● **Your instructions**: Render every entry below as a two-column CSV with the headers "label_request" and "points", one row per entry, with its text in the first column and its answer in the second. Put each field in double quotes, turn line breaks into spaces, and leave out the pictures.

'''

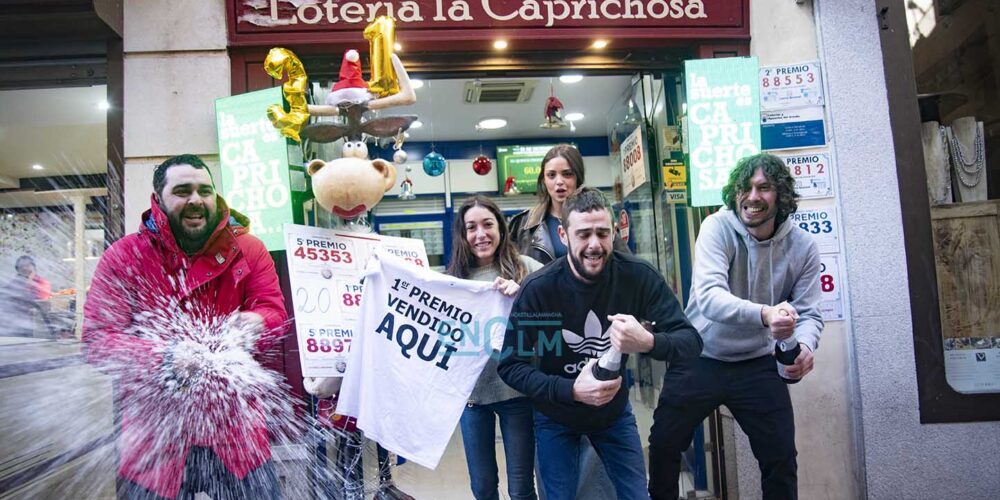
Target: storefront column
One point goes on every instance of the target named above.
(79, 257)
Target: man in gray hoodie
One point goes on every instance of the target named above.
(755, 282)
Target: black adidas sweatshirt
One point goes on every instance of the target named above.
(559, 322)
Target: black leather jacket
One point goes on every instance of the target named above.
(530, 234)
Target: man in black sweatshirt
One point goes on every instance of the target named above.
(565, 317)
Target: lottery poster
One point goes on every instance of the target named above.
(325, 269)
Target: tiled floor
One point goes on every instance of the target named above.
(450, 481)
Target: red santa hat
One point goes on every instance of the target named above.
(350, 72)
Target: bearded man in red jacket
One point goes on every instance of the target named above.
(180, 314)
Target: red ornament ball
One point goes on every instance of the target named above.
(482, 165)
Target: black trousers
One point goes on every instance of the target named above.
(758, 399)
(204, 472)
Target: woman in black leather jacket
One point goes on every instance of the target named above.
(534, 231)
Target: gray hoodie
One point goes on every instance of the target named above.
(735, 275)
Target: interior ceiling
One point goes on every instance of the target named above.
(446, 116)
(61, 129)
(64, 131)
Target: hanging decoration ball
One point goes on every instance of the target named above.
(434, 164)
(399, 157)
(482, 165)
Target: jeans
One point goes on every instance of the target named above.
(204, 472)
(618, 447)
(758, 399)
(478, 435)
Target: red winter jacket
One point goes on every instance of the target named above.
(146, 274)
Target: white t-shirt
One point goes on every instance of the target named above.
(406, 383)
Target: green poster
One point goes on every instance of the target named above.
(723, 122)
(524, 163)
(254, 161)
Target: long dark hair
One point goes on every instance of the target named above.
(775, 170)
(462, 257)
(575, 160)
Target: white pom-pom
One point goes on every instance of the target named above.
(399, 157)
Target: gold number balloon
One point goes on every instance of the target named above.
(289, 123)
(381, 36)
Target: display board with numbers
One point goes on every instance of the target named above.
(325, 269)
(791, 86)
(832, 304)
(822, 224)
(811, 173)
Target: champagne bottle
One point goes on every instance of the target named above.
(785, 351)
(609, 366)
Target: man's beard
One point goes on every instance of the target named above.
(190, 241)
(582, 271)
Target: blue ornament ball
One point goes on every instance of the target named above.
(434, 164)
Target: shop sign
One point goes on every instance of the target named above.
(273, 16)
(524, 163)
(671, 139)
(831, 285)
(633, 162)
(674, 176)
(623, 225)
(791, 129)
(822, 224)
(791, 86)
(674, 182)
(723, 122)
(811, 173)
(325, 269)
(254, 163)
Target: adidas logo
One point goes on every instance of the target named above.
(593, 343)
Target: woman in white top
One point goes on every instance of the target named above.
(482, 250)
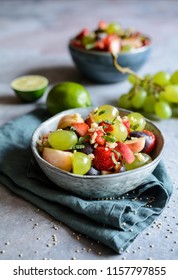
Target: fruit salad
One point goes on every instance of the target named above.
(108, 37)
(103, 143)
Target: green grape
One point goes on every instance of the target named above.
(119, 132)
(141, 159)
(81, 163)
(163, 109)
(104, 113)
(113, 28)
(171, 93)
(174, 78)
(161, 78)
(162, 96)
(137, 121)
(138, 98)
(148, 106)
(62, 139)
(124, 101)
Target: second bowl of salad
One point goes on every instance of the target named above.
(92, 51)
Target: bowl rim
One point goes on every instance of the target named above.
(107, 54)
(97, 177)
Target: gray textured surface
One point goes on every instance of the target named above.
(33, 39)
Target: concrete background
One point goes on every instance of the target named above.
(33, 39)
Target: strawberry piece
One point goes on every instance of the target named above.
(81, 128)
(98, 137)
(126, 122)
(102, 25)
(83, 33)
(125, 151)
(89, 120)
(150, 142)
(103, 158)
(113, 44)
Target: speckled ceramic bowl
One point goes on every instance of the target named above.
(98, 66)
(96, 186)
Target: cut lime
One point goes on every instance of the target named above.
(30, 88)
(67, 95)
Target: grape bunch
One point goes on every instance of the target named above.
(153, 94)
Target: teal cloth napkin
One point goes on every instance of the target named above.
(115, 223)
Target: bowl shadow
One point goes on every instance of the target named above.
(57, 74)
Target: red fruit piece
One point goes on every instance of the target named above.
(98, 137)
(126, 122)
(102, 25)
(113, 44)
(150, 142)
(125, 151)
(81, 128)
(103, 158)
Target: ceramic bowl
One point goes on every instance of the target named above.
(98, 66)
(101, 186)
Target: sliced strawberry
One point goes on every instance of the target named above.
(104, 158)
(81, 128)
(89, 120)
(83, 33)
(97, 137)
(113, 44)
(150, 142)
(126, 122)
(125, 151)
(102, 25)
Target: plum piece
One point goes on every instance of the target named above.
(136, 144)
(93, 171)
(88, 149)
(150, 139)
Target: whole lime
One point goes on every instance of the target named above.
(67, 95)
(29, 88)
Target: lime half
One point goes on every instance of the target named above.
(30, 88)
(67, 95)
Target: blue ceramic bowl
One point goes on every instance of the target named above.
(95, 186)
(98, 66)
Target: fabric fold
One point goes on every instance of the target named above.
(115, 223)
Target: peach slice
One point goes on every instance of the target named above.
(68, 120)
(136, 144)
(125, 151)
(58, 158)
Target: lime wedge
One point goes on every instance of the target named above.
(29, 88)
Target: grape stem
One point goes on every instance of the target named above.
(121, 69)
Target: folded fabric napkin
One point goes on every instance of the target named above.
(115, 223)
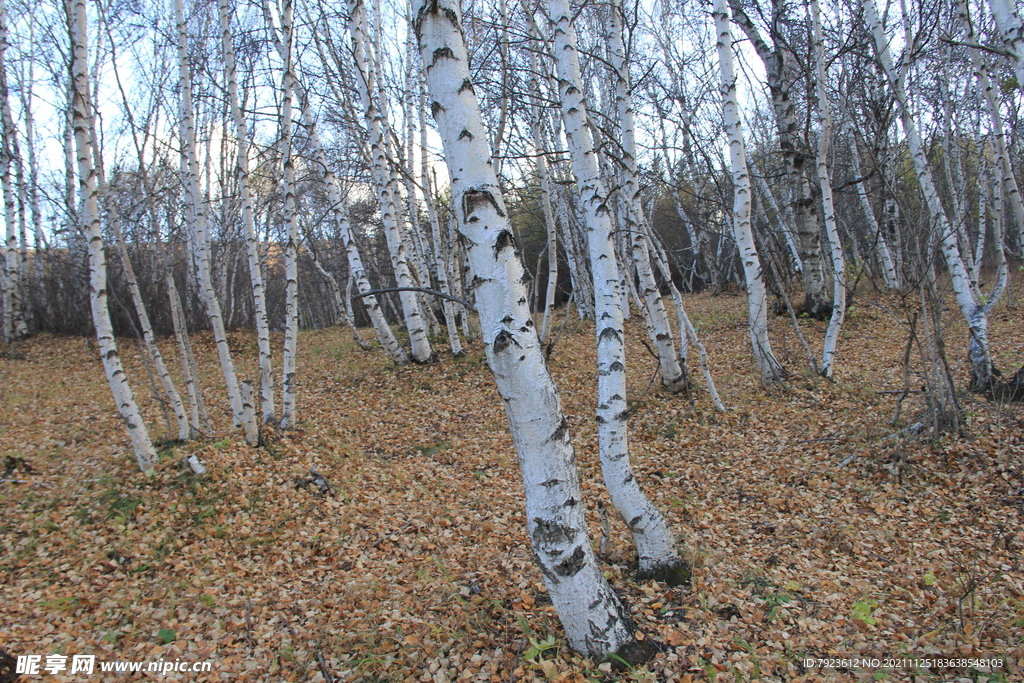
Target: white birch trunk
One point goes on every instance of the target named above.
(289, 356)
(757, 301)
(439, 251)
(595, 622)
(385, 185)
(655, 543)
(828, 207)
(89, 217)
(982, 375)
(339, 214)
(248, 219)
(882, 251)
(197, 216)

'''

● **Written solution**:
label_request,points
"Target: storefront column One point goes on every instance of the target named above.","(79, 257)"
"Target: man in gray hoodie One point goes on every instance of the target named above.","(755, 282)"
"Target: black adidas sweatshirt One point goes on every instance of the target named above.","(559, 322)"
"Target: black leather jacket One point goes on every instance of the target named above.","(530, 234)"
"Target: man in black sweatshirt One point goes on every instance of the target named above.","(565, 317)"
"Target: lottery poster One point goes on every instance of the target named above.","(325, 269)"
"Target: tiled floor One point goes on every instance of the target named above.","(450, 481)"
"Target: red santa hat One point goes on every instance of the target named above.","(350, 72)"
"Target: bearded man in red jacket One point goes on every instance of the target named above.","(180, 314)"
"Target: red ornament ball One point goes on every instance of the target named above.","(482, 165)"
"Target: black trousers One point goes on every instance of the target named above.","(758, 399) (204, 472)"
"Target: woman in black leather jacket One point goes on every instance of the target named above.","(534, 231)"
"Target: gray hoodie One point goes on every instance of the target named above.","(735, 275)"
"Target: interior ceiling One point goes on every instance of the target named above.","(446, 116) (61, 129) (64, 131)"
"Target: hanging decoration ball One point goes on every instance of the target named above.","(434, 164) (399, 157) (482, 165)"
"Target: jeans One point goes on every instance of the target named above.","(204, 472) (618, 447) (758, 399) (478, 435)"
"Target: red winter jacket One point goes on every instance of the target named above.","(146, 274)"
"Target: white t-shirt One point goes on every instance of the target named above.","(406, 383)"
"Target: green poster One point goes on every instance of the target named above.","(723, 122) (524, 163) (254, 161)"
"Target: long dark hair One point goes on every instance of the target named above.","(775, 170) (462, 257) (575, 160)"
"Target: white pom-pom One point goes on every instance of the target named above.","(399, 157)"
"Target: gold number balloon One point goes on every instance of the target named above.","(289, 123) (381, 36)"
"Target: display board with numbers One point goes on every instance of the target named above.","(325, 269) (791, 86) (832, 304) (822, 224) (811, 173)"
"Target: champagne bottle One point goes on every instance of the target named above.","(785, 351) (609, 366)"
"Target: man's beard One point goes on every instance of the target named above.","(190, 241) (582, 271)"
"Target: blue ornament ball One point goes on every instance of the target named above.","(434, 164)"
"Target: shop sign One point goes on every instance of the target named above.","(273, 16) (524, 163) (671, 139) (831, 285) (633, 162) (674, 176) (623, 225) (791, 129) (822, 224) (791, 86) (674, 182) (723, 122) (811, 173) (325, 269) (254, 163)"
"Target: adidas logo One point goes on every instance of the target named above.","(593, 343)"
"Target: woman in white top One point goes on every instance of the target named above.","(482, 250)"
"Target: fruit salad One point goes on every instance of the target named above.","(108, 37) (103, 143)"
"Target: green grape One point goes on every instance of the target named above.","(119, 132) (141, 159) (81, 163) (163, 109) (104, 113) (113, 28) (171, 93) (174, 78) (161, 78) (162, 96) (137, 121) (138, 98) (148, 106) (62, 139) (124, 101)"
"Target: second bowl of salad One point goes on every instance of the target named above.","(92, 51)"
"Target: bowl rim One point goes on every instance of the target named above.","(107, 54) (97, 177)"
"Target: gray textured surface One point goes on every instance of the target named above.","(33, 39)"
"Target: concrete background One point goes on every instance of the target named above.","(33, 39)"
"Target: strawberry piece One point goes on every instance of the target named above.","(81, 128) (98, 137) (126, 122) (102, 25) (83, 33) (125, 151) (89, 120) (150, 142) (103, 158) (113, 44)"
"Target: speckled ceramic bowl One point goes on every instance of the target named above.","(98, 66) (96, 186)"
"Target: cut lime One point goes on every instance of the target named above.","(30, 88) (67, 95)"
"Target: grape bunch One point goes on every instance of the target named above.","(153, 94)"
"Target: teal cloth napkin One point goes on every instance of the target named above.","(115, 223)"
"Target: bowl shadow One point goes on every instance of the target named above.","(57, 74)"
"Target: red fruit piece One point goes on every instance of the target named above.","(98, 137) (126, 122) (102, 25) (113, 44) (150, 142) (125, 151) (81, 128) (103, 158)"
"Target: ceramic bowl One point goes on every instance of the target named above.","(98, 66) (101, 186)"
"Target: sliced strawberry One point goes on every instance of the target named above.","(104, 158) (81, 128) (89, 120) (83, 33) (97, 137) (113, 44) (150, 142) (126, 122) (125, 151) (102, 25)"
"Target: plum piece One point goes on every instance of the target named above.","(136, 144) (93, 171) (88, 149) (150, 139)"
"Target: whole lime One point goes on every instance of the target named above.","(67, 95) (29, 88)"
"Target: lime half One point goes on every instance of the target named above.","(30, 88) (67, 95)"
"Target: blue ceramic bowl One point goes on every instance of the target named above.","(95, 186) (98, 66)"
"Target: fabric fold One point goes on every instance of the target named above.","(115, 223)"
"Target: peach slice One point goes on every instance of the target named above.","(68, 120) (136, 144) (125, 151) (58, 158)"
"Target: lime wedge One point goes on every instance of the target named above.","(29, 88)"
"Target: grape stem One point goes on every instance of the target named above.","(121, 69)"
"Target: folded fabric napkin One point goes on every instance of the target named above.","(115, 223)"
"Target: white birch trunk One point goes on every instance of the target named above.","(289, 356) (757, 301) (439, 251) (595, 622) (385, 185) (655, 543) (828, 207) (89, 217) (982, 375) (339, 214) (248, 219) (882, 251) (197, 216)"